### EXERCISE GOAL
Go to the line below containing "bowl shown in the photo above." and print exactly from there through the line containing "shutter shown in the photo above.", both included. Print nothing else.

### STORED DATA
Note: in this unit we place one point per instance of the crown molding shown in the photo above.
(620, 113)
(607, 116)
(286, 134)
* * *
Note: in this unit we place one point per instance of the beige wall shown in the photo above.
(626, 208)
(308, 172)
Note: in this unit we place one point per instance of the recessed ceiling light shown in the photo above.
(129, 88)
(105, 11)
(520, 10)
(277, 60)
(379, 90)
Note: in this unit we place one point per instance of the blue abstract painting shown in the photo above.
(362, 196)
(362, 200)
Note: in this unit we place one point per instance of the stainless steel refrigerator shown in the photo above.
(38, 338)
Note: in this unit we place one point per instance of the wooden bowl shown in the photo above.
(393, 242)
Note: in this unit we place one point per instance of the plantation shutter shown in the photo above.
--
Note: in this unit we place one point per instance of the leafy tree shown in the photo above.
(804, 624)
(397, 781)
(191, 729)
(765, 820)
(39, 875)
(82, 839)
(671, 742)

### RESULT
Note: in this unit we place one point per instance of the wooden bowl shown in the photo above.
(393, 242)
Note: in this unit we place one point per instance of the plantation shutter shown in the photo above.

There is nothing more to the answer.